EXERCISE. Convert the listing below into a JSON array of strings with one string per line, omitting blank lines and the pictures.

INPUT RECORDS.
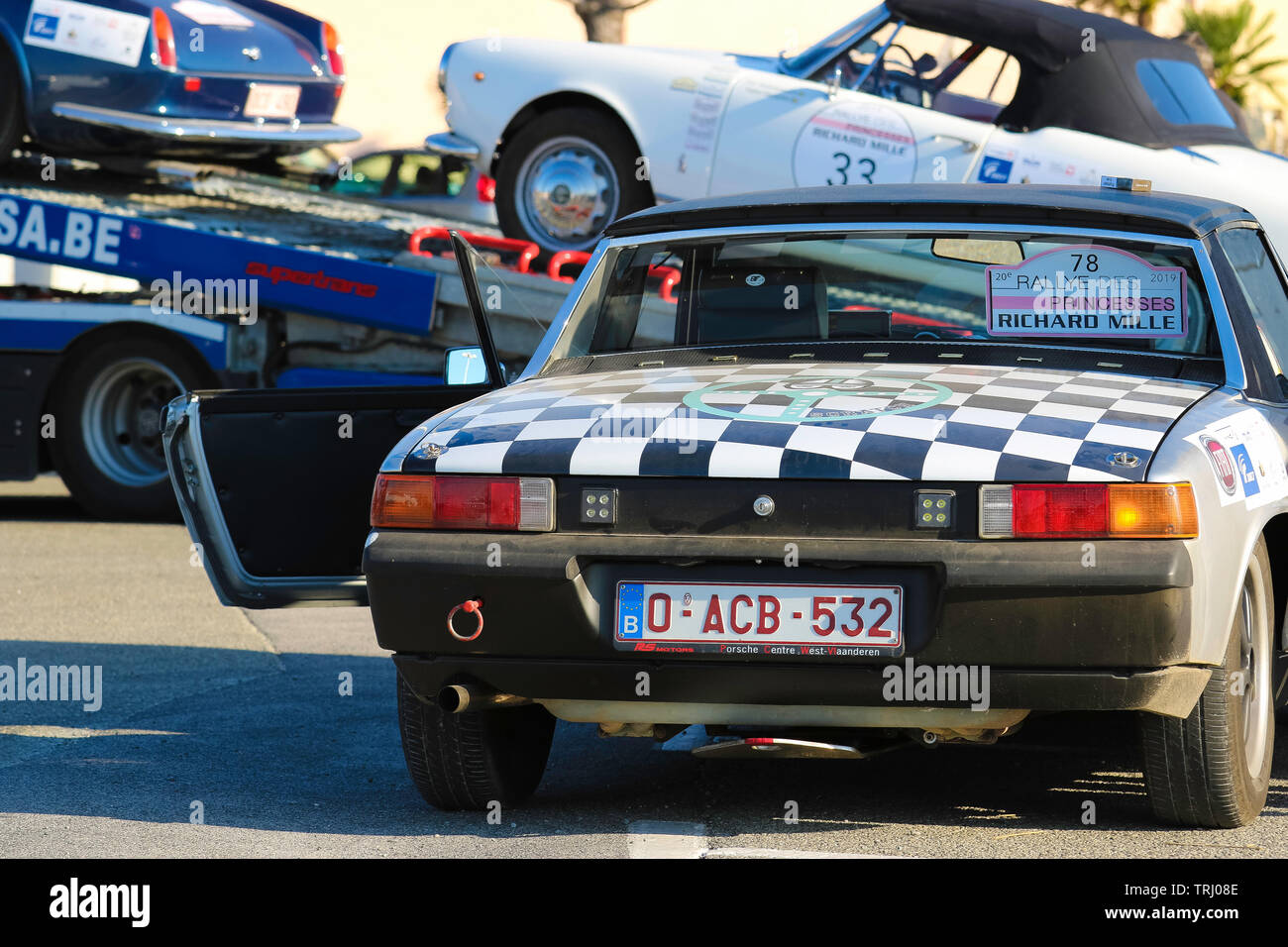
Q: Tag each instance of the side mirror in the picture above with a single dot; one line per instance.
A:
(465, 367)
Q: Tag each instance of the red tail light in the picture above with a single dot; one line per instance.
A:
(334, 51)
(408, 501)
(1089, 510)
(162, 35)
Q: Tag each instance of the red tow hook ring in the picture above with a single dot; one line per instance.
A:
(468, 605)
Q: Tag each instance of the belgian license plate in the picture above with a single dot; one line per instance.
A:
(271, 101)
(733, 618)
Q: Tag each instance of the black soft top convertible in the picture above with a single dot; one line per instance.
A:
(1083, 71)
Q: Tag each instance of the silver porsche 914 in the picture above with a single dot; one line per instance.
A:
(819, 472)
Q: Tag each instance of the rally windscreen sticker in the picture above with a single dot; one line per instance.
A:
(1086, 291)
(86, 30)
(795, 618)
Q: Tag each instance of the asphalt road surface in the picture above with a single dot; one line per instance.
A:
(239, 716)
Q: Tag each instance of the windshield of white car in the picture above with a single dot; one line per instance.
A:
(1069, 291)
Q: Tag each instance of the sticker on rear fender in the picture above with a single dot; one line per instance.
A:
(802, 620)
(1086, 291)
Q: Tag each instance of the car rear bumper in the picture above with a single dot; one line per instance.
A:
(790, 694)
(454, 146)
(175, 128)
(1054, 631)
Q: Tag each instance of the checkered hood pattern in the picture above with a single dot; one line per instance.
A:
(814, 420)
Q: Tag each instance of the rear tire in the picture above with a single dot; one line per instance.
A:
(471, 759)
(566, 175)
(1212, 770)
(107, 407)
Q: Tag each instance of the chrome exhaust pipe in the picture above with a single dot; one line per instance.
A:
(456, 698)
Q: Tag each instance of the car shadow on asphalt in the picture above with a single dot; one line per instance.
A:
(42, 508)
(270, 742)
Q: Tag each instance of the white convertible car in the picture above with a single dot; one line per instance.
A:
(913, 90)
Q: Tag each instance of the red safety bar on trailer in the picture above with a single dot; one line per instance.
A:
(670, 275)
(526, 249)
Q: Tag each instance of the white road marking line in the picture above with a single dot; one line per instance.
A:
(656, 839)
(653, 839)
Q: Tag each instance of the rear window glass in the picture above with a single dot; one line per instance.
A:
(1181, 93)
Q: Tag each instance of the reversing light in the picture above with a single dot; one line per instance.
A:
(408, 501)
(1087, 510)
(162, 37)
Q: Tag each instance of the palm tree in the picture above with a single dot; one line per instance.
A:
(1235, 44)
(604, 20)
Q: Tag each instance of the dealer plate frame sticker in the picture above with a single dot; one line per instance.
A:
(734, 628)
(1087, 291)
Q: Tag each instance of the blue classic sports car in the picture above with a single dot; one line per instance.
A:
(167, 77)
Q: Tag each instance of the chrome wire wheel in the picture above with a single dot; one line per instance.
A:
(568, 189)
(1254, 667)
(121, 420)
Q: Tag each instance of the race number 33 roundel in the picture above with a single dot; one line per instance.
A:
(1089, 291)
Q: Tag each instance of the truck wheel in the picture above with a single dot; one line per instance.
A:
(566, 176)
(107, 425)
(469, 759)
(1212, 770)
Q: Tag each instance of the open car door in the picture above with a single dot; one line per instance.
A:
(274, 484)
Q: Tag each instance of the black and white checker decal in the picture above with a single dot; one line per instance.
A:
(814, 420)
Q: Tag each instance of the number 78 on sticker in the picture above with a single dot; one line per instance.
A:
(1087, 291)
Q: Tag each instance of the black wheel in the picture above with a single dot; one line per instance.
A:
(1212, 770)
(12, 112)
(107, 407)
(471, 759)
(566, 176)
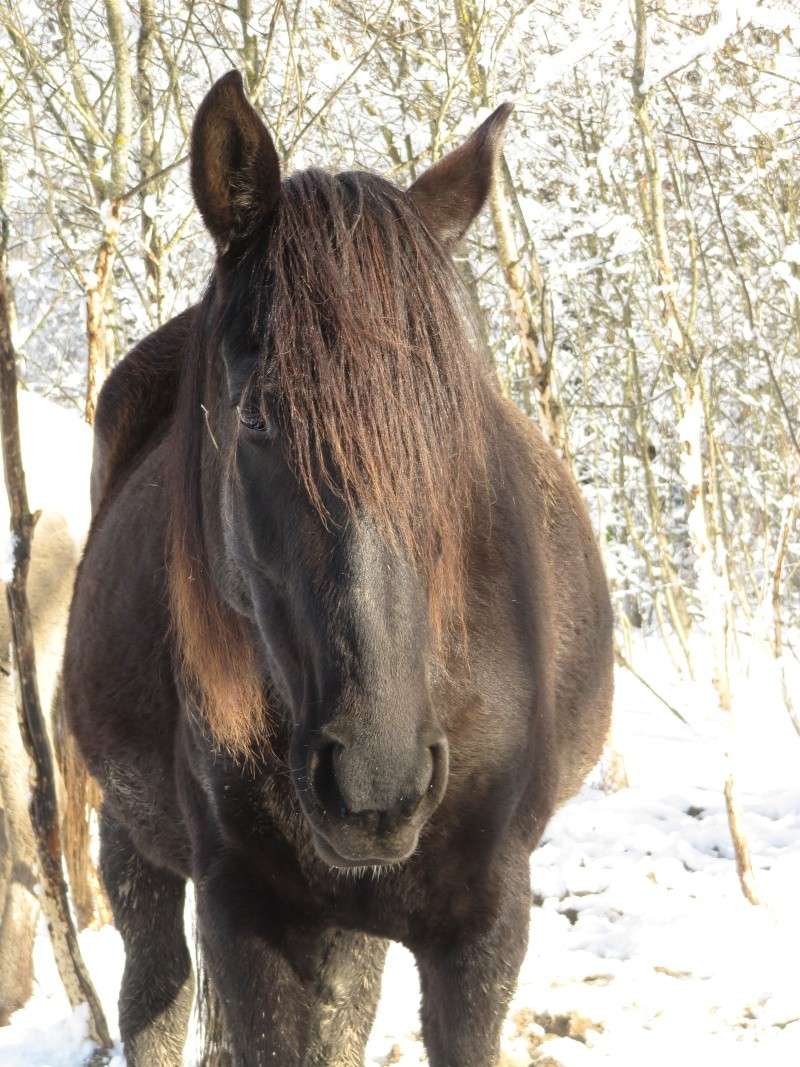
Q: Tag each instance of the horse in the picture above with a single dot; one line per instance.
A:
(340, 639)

EXERCISE RESPONSE.
[
  "Q: Tag each instance of the side mirror in the picture above with a single dot; one line per instance.",
  "A:",
  "(465, 367)",
  "Q: Tag each instance of the red tail light in the picture above with a single dot; one line per instance.",
  "A:",
  "(334, 51)",
  "(408, 501)",
  "(1089, 510)",
  "(162, 35)",
  "Q: Tag each instance of the red tow hook ring in the picture above with a single dot; one line per instance.",
  "A:",
  "(468, 605)",
  "Q: Tag each instance of the belgian license plate in the picture above with a single dot; one line per instance.",
  "A:",
  "(271, 101)",
  "(733, 618)",
  "Q: Tag each instance of the black soft top convertible in the picture above with a single dot; one line per instance.",
  "A:",
  "(1083, 71)",
  "Q: Tag each instance of the silver porsche 914 in the picture above with a single dot; one line per instance.",
  "A:",
  "(819, 472)",
  "Q: Tag each instance of the rally windscreen sticker in the picture above with a single dot; one line per instance.",
  "A:",
  "(1086, 291)",
  "(86, 30)",
  "(795, 618)",
  "Q: Tag each instance of the asphalt road surface in the picture above with a single dot; one line per instance.",
  "A:",
  "(239, 716)",
  "Q: Tag each instance of the windshield of white car in the picture above with a single dot; one line per instance.",
  "A:",
  "(1069, 291)",
  "Q: Tag each instance of the sticker on rear fender in the picture above with a single dot; one line per instance.",
  "A:",
  "(802, 620)",
  "(1086, 291)",
  "Q: Tag each instance of the car rear bumper in the picture above with a single dot; one line per instance.",
  "A:",
  "(790, 694)",
  "(454, 146)",
  "(175, 128)",
  "(1054, 631)",
  "Q: Tag each instance of the checkered hood pattern in the picture above with a single dot; one line per instance.",
  "A:",
  "(814, 420)",
  "Q: Tag each instance of the rear tire in the picture above with a single dot; one line per instance.",
  "A:",
  "(471, 759)",
  "(566, 175)",
  "(1212, 770)",
  "(107, 407)",
  "Q: Tag each instance of the chrome exhaust pipe in the picture above with a single dot; one line per instance.",
  "A:",
  "(456, 698)",
  "Q: Tag each instance of the car shadow on asphalt in the picture above with a single dot; one line per instance.",
  "A:",
  "(42, 508)",
  "(270, 742)",
  "Q: Tag each instance of the white convertible car in the picture above with a single dot; one line per instance.",
  "A:",
  "(913, 90)",
  "Q: Tag each instance of the red safety bar on trailer in the picture above with a single dot; one line per instance.",
  "A:",
  "(670, 275)",
  "(526, 249)",
  "Q: Tag each instance of the white road marking line in the picture above with a single dot; one line per instance.",
  "A:",
  "(656, 839)",
  "(653, 839)",
  "Q: Tag each instance of the rear window glass in the picture above with a single dot; one line per instance.",
  "A:",
  "(1181, 93)",
  "Q: Tag each instance of the reversing light in the picture above with a single dot; one line per instance.",
  "A:",
  "(408, 501)",
  "(1087, 510)",
  "(162, 37)",
  "Q: Tag each instance of the palm tree in the picture above with a single dot; one line per instance.",
  "A:",
  "(1235, 44)",
  "(604, 20)",
  "Q: Tag each instance of the dealer plate frame sticker in the picture above with a single dot; one line per instance.",
  "A:",
  "(734, 628)",
  "(1087, 291)",
  "Q: Tag each instance of the blue classic sports car in the picture above with a single dot; one line per instance.",
  "A:",
  "(167, 77)",
  "Q: Tag each instance of the chrome wire wheel in the picture above with a single dot; one line per instance.",
  "A:",
  "(568, 189)",
  "(1254, 667)",
  "(121, 420)",
  "Q: Tag each instance of the race number 33 roundel in the picture above with a single dot; one line per instance.",
  "A:",
  "(1089, 291)",
  "Q: Tag each instance of the truck wheel in the picture above with a single dot; one line per instance.",
  "A:",
  "(566, 176)",
  "(107, 425)",
  "(469, 759)",
  "(1212, 770)",
  "Q: Tag each instance of the open car door in the picture above with a single dot; one line per instance.",
  "A:",
  "(274, 484)",
  "Q: Tag each instance of the black and white checker decal in the picture above with a single dot; one line per instance.",
  "A:",
  "(814, 420)",
  "Q: Tag each instance of the number 78 on sticker in the picture above with a single dot; one line per instance.",
  "A:",
  "(1087, 291)",
  "Q: Tag each instance of the black wheel in the picture above with a single dot; one line per instance.",
  "A:",
  "(1212, 770)",
  "(12, 112)",
  "(107, 407)",
  "(471, 759)",
  "(566, 176)",
  "Q: Tag each instance of the horse in the picture above with a single dot; one line per instance.",
  "A:",
  "(340, 639)"
]